= ЗАДАНИЕ 1 =
Перескажите короче абзац отрывка для чтения, который начинается словами «Моя жизнь отрегулирована точно», и сохраните его основные факты.

= ОТРЫВОК ДЛЯ ЧТЕНИЯ =
————
Необходимость глотать – как я уже давно отмечал в своих исследованиях по каннибализму (на самом деле Дали писал об этом в «Тайной жизни», однако полное исследование этого вопроса еще будет опубликовано в двух или трех томах.) – соответствует, скорее, не потребности в питании, а совсем другой потребности, эмоционального и морального порядка.
Мы глотаем, стремясь до конца прочувствовать свое абсолютное слияние с любимым существом. Ведь глотаем же мы не жуя облатки. Теперь об антагонизме между жеванием и глотанием. Святой отшельник пытается эти две вещи разделить. Чтобы целиком отдаваться своей земной и жвачной (в философском смысле) роли, он предпочитает обходиться для поддержания жизни только одними челюстями, приберегая исключительно для Бога акт глотания.
Моя жизнь отрегулирована точно, как часы. В ней все совпадает. Не успел я закончить писать, как в назначенный срок появились со своими эскортами два визитера. Один из них Л. Л., издатель Дали героических барселонских времен, который сообщает мне (как, впрочем, думаю, и всем своим именитым друзьям), что приехал из Аргентины специально чтобы повидаться со мной, а второй – Пла. Появившись первым, Л. излагает мне цели своего визита. Он собирается опубликовать в Аргентине четыре новых книги – моих или обо мне.
1. Толстая книга Рамона Гомеша де ла Серна, для которой я обещаю дать несколько документов, неизданных и, разумеется, сногсшибательных.
2. Моя «Потаенная жизнь» (на самом деле речь идет о «Дневнике одного гения», который Дали начинал тогда регулярно вести) над которой работаю в настоящий момент.
3. «Скрытые лица» де ла Серна, которые он только что купил в Барселоне.
————
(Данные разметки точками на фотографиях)
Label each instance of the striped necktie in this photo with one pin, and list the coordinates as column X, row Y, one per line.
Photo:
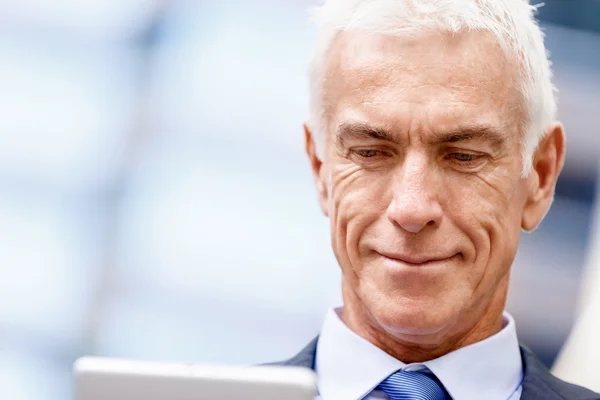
column 412, row 385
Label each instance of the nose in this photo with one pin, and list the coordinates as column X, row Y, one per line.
column 415, row 203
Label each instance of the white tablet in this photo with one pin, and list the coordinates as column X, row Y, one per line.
column 114, row 379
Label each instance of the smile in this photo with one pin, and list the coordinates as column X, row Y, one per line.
column 417, row 261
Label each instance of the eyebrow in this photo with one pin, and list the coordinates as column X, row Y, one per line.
column 474, row 132
column 363, row 131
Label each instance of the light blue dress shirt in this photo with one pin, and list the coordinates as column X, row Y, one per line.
column 349, row 367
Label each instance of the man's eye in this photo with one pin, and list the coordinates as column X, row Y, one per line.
column 368, row 153
column 464, row 157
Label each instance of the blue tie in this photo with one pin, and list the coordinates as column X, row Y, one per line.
column 411, row 385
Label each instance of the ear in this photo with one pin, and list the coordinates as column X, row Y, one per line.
column 547, row 163
column 319, row 173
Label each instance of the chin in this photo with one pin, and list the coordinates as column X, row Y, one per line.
column 423, row 316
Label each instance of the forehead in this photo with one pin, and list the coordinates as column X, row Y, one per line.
column 429, row 79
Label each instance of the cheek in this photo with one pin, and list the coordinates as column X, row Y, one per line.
column 357, row 200
column 489, row 213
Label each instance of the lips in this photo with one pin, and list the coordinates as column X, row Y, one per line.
column 416, row 260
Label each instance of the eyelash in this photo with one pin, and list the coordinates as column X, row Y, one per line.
column 374, row 154
column 472, row 157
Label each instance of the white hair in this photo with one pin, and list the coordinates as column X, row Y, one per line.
column 512, row 23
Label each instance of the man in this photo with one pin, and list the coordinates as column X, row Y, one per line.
column 432, row 143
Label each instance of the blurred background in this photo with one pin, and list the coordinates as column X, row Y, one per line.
column 155, row 201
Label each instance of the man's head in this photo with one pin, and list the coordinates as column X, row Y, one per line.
column 432, row 144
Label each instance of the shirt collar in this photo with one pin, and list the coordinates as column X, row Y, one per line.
column 350, row 367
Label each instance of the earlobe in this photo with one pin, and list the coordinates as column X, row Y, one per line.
column 547, row 164
column 318, row 171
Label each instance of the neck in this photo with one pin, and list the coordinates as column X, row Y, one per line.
column 475, row 324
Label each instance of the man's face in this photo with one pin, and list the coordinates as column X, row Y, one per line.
column 422, row 170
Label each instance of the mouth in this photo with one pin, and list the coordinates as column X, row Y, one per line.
column 418, row 260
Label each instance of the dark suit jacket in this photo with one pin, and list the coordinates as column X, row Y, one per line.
column 538, row 383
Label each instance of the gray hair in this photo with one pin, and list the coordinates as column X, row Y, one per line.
column 511, row 22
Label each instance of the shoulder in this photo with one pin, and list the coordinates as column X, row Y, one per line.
column 539, row 383
column 305, row 358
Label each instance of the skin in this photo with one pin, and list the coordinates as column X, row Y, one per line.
column 421, row 180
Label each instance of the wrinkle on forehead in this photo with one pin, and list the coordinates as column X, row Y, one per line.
column 468, row 68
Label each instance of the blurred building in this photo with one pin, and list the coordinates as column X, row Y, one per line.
column 155, row 201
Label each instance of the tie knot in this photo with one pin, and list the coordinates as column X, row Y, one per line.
column 412, row 385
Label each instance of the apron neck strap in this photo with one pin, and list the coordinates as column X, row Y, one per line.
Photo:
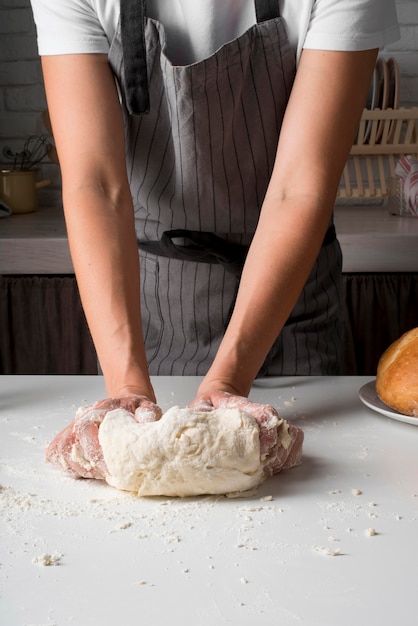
column 266, row 10
column 132, row 20
column 132, row 23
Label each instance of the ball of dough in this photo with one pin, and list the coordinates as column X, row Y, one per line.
column 397, row 374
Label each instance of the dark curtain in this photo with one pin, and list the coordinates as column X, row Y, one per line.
column 379, row 309
column 43, row 328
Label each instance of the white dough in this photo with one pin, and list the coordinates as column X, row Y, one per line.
column 185, row 453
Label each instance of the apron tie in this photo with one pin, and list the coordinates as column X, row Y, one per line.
column 206, row 247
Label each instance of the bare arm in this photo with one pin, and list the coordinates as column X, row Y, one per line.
column 88, row 129
column 317, row 133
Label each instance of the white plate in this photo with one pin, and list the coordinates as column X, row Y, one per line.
column 370, row 398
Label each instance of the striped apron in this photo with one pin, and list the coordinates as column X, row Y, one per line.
column 201, row 142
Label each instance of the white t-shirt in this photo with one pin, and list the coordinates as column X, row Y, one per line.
column 196, row 28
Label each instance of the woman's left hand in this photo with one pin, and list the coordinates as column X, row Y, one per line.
column 274, row 454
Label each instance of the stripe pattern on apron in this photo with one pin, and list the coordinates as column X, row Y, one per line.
column 199, row 158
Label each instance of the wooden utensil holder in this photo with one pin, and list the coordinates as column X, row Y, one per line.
column 383, row 137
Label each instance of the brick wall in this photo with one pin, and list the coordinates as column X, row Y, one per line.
column 22, row 97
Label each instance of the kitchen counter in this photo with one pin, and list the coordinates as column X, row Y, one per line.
column 300, row 551
column 371, row 240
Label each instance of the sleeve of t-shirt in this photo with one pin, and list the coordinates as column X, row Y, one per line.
column 68, row 26
column 352, row 24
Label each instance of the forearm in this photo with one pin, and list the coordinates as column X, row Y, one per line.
column 103, row 247
column 278, row 263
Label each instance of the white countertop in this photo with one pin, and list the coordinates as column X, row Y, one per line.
column 372, row 240
column 211, row 561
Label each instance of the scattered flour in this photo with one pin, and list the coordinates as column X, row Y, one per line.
column 48, row 559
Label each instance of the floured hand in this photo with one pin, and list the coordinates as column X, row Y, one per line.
column 77, row 450
column 280, row 442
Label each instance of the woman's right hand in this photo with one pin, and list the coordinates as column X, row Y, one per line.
column 76, row 449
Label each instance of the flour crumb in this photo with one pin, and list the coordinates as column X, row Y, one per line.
column 125, row 525
column 48, row 559
column 327, row 551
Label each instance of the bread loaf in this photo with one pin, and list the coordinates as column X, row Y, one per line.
column 397, row 374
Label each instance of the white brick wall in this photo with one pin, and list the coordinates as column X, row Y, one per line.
column 22, row 97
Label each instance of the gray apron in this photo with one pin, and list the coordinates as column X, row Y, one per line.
column 201, row 142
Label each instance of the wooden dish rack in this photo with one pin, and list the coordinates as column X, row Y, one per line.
column 383, row 137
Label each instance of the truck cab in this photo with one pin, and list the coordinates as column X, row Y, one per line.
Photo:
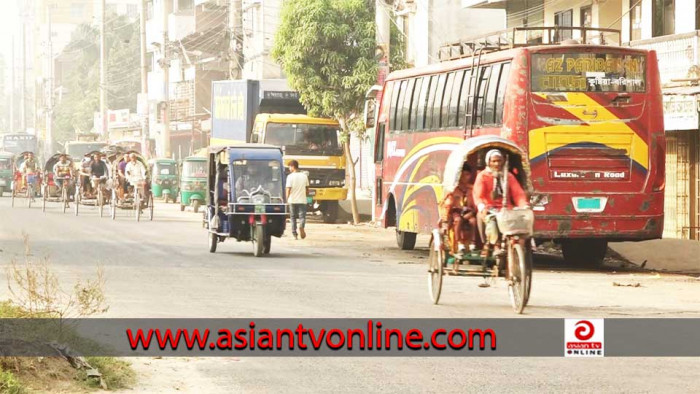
column 315, row 143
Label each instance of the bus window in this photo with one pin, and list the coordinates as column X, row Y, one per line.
column 500, row 98
column 393, row 106
column 399, row 106
column 406, row 107
column 437, row 103
column 444, row 108
column 413, row 116
column 484, row 74
column 431, row 102
column 455, row 99
column 490, row 99
column 423, row 102
column 464, row 95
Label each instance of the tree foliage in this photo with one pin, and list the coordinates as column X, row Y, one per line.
column 80, row 97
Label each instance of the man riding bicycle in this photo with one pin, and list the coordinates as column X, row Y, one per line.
column 488, row 197
column 29, row 170
column 62, row 171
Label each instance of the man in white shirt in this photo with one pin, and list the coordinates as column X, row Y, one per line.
column 297, row 190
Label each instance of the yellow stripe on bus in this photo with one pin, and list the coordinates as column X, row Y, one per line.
column 607, row 130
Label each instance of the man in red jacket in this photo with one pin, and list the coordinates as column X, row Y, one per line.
column 488, row 197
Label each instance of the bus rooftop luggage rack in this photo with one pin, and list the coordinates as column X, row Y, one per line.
column 527, row 36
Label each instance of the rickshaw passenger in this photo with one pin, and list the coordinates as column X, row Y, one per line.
column 457, row 212
column 62, row 171
column 29, row 169
column 488, row 197
column 135, row 171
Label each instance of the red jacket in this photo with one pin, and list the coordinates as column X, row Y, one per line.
column 483, row 186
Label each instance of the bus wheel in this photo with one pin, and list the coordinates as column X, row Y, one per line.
column 405, row 240
column 330, row 211
column 584, row 252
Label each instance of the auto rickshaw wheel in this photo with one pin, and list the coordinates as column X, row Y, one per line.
column 258, row 240
column 213, row 240
column 436, row 263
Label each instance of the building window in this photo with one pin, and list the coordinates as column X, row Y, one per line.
column 587, row 16
column 663, row 18
column 76, row 10
column 564, row 19
column 635, row 20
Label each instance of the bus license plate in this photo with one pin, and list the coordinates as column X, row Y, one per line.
column 588, row 203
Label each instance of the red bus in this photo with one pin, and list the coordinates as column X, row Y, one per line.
column 589, row 117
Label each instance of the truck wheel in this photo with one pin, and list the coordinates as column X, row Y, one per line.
column 588, row 253
column 330, row 212
column 405, row 240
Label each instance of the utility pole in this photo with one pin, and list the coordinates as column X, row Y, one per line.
column 13, row 98
column 50, row 82
column 166, row 83
column 144, row 78
column 23, row 98
column 103, row 71
column 236, row 22
column 383, row 24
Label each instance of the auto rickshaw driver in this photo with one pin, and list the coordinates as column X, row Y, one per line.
column 457, row 212
column 488, row 197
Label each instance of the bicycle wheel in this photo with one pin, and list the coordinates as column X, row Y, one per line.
column 519, row 270
column 436, row 262
column 150, row 207
column 100, row 200
column 137, row 205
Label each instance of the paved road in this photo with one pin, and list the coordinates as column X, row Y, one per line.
column 163, row 269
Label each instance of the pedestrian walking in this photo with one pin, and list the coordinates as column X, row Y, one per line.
column 297, row 190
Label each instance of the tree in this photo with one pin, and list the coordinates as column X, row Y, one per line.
column 74, row 112
column 327, row 49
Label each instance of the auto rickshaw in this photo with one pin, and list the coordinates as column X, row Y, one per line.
column 6, row 171
column 245, row 196
column 164, row 182
column 193, row 182
column 514, row 227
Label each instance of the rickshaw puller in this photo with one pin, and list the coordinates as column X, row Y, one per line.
column 458, row 213
column 488, row 197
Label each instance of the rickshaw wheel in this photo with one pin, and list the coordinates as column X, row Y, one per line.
column 267, row 244
column 150, row 207
column 213, row 240
column 436, row 263
column 258, row 241
column 519, row 276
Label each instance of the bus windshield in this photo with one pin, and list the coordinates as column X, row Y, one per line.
column 194, row 169
column 588, row 72
column 77, row 150
column 304, row 139
column 18, row 143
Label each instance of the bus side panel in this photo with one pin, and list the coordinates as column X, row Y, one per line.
column 413, row 169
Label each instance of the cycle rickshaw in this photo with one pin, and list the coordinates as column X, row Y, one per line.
column 515, row 227
column 22, row 186
column 49, row 188
column 245, row 196
column 136, row 197
column 99, row 187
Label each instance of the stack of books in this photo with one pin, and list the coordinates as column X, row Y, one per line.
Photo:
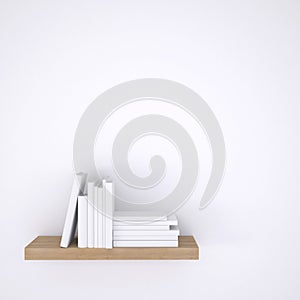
column 144, row 229
column 95, row 215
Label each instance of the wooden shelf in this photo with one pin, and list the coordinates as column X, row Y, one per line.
column 47, row 248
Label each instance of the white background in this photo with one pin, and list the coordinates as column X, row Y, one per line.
column 242, row 57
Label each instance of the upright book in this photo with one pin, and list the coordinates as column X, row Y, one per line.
column 109, row 204
column 91, row 188
column 82, row 221
column 71, row 217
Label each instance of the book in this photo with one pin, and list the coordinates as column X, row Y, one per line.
column 82, row 221
column 71, row 216
column 103, row 213
column 174, row 231
column 141, row 216
column 91, row 214
column 146, row 238
column 95, row 218
column 171, row 220
column 145, row 243
column 109, row 210
column 100, row 216
column 141, row 227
————
= ЗАДАНИЕ 2 =
Выведите в виде JSON-списка строк отрезок записей от строки, содержащей «Label each instance of the wooden dish», до строки, содержащей «column 135, row 171», включительно. Каждую строку записей сделайте отдельной строкой списка, пустые строки пропустите, а изображения в ответ не включайте.

= ОТВЕТ НА ЗАДАНИЕ 1 =
Моя жизнь идет точно, как часы. Едва я закончил писать, в назначенный срок пришли два визитера со своими эскортами. Первый из них — Л. Л., издатель Дали героических барселонских времен. Он сообщил, что приехал из Аргентины специально ради встречи со мной. Второй визитер — Пла. Л. появился первым и изложил цель своего визита: он собирается опубликовать в Аргентине четыре новые книги, мои или обо мне.

= ОТВЕТ НА ЗАДАНИЕ 2 =
[
  "Label each instance of the wooden dish rack in this photo with one pin, and list the coordinates as column X, row Y, one per line.",
  "column 383, row 137",
  "Label each instance of the truck cab in this photo with one pin, and list the coordinates as column X, row Y, one per line.",
  "Photo:",
  "column 315, row 143",
  "Label each instance of the bus window in this photo with one pin, and list the coordinates as column X, row Y, one per line.",
  "column 500, row 98",
  "column 393, row 106",
  "column 399, row 106",
  "column 406, row 107",
  "column 437, row 103",
  "column 444, row 108",
  "column 413, row 116",
  "column 484, row 74",
  "column 431, row 102",
  "column 455, row 99",
  "column 490, row 99",
  "column 423, row 102",
  "column 464, row 95",
  "Label each instance of the tree foliage in this photo with one pin, and list the coordinates as column X, row Y, one per line.",
  "column 80, row 97",
  "Label each instance of the man riding bicycle in this photo with one pin, and list the coordinates as column X, row Y, one per line.",
  "column 488, row 197",
  "column 29, row 170",
  "column 62, row 171",
  "Label each instance of the man in white shirt in this photo with one pin, and list the coordinates as column X, row Y, one per line.",
  "column 297, row 190",
  "Label each instance of the yellow stripe on bus in this photo with one pin, and list the coordinates as column X, row Y, one per line.",
  "column 607, row 130",
  "Label each instance of the man in red jacket in this photo with one pin, and list the coordinates as column X, row Y, one per line.",
  "column 488, row 197",
  "Label each instance of the bus rooftop luggage rack in this photo with one pin, and list the coordinates as column X, row Y, one per line.",
  "column 527, row 36",
  "Label each instance of the rickshaw passenger in this photo with one pin, and list the coordinates as column X, row Y, one per line.",
  "column 457, row 212",
  "column 62, row 171",
  "column 29, row 169",
  "column 488, row 197",
  "column 135, row 171"
]